**What is being asked**
Note how many lines in the entries below contain the string "every", and answer with that number and no other text.

────────

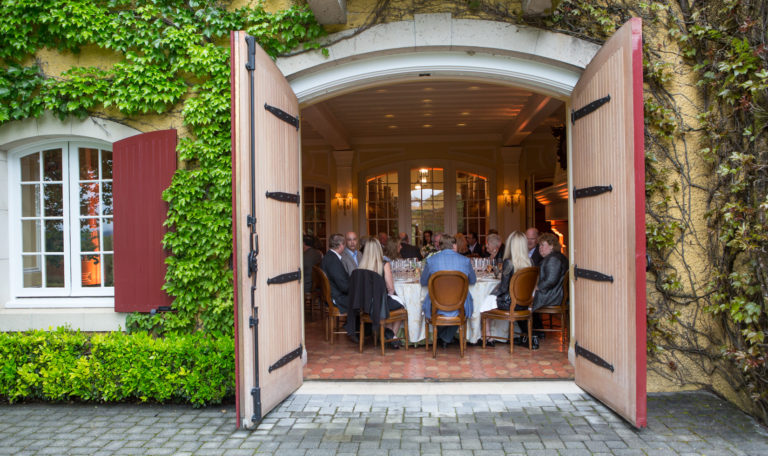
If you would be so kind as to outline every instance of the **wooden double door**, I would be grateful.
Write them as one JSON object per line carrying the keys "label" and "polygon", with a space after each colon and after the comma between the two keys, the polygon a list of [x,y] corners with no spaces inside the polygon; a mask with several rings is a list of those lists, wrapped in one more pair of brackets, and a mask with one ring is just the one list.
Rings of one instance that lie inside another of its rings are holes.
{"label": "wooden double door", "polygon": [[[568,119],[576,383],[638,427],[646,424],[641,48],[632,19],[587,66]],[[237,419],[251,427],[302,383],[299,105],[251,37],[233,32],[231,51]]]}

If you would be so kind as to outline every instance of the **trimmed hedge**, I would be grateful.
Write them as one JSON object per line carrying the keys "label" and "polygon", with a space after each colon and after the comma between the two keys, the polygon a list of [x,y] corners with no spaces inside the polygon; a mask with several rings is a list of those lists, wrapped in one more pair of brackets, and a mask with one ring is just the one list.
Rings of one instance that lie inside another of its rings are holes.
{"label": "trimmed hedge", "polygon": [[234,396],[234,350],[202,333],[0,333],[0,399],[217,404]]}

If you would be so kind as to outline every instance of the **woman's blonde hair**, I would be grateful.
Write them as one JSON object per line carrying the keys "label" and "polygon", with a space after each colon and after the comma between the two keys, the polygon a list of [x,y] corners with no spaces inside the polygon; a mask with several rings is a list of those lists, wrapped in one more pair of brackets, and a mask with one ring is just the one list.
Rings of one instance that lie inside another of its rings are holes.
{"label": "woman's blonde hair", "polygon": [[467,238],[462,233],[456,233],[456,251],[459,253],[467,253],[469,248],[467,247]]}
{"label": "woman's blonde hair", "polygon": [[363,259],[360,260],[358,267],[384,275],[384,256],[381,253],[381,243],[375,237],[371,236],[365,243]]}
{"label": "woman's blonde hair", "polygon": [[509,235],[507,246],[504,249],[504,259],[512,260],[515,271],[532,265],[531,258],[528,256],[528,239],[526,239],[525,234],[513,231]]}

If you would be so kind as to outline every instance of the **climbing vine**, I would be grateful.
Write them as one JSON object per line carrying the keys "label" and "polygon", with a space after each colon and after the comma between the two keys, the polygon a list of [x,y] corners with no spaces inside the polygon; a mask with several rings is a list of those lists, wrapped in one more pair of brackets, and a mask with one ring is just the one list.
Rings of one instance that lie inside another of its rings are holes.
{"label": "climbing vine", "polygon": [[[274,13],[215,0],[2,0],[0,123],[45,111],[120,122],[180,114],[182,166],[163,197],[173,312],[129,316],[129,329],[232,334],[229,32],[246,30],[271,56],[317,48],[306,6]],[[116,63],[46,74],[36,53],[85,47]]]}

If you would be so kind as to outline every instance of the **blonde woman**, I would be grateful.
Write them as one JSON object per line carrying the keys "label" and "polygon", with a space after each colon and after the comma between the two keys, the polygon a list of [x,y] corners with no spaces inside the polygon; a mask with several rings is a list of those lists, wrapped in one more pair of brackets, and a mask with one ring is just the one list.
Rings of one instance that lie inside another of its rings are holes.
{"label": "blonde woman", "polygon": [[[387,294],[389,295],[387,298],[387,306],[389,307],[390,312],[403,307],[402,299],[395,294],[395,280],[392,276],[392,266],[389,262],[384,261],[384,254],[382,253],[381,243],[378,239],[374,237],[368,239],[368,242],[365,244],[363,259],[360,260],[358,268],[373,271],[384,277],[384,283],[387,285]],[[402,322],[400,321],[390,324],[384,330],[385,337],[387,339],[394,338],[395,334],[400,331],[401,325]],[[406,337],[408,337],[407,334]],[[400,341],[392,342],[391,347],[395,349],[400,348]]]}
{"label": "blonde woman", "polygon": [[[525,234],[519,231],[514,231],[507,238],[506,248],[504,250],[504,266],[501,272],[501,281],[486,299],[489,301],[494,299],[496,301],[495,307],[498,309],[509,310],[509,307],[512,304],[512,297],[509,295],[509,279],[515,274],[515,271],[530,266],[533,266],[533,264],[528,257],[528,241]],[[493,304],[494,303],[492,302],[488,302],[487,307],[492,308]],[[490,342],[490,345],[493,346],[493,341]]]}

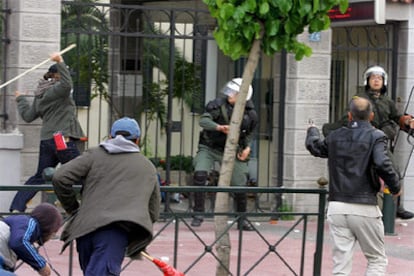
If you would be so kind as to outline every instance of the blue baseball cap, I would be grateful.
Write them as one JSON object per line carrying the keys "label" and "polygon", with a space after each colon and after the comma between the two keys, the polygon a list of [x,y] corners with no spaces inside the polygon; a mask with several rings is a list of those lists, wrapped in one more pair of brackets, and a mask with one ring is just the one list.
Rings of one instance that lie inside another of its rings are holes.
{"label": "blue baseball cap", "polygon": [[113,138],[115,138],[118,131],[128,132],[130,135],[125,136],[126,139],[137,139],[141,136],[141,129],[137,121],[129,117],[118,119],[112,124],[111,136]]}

────────

**Exercise solution**
6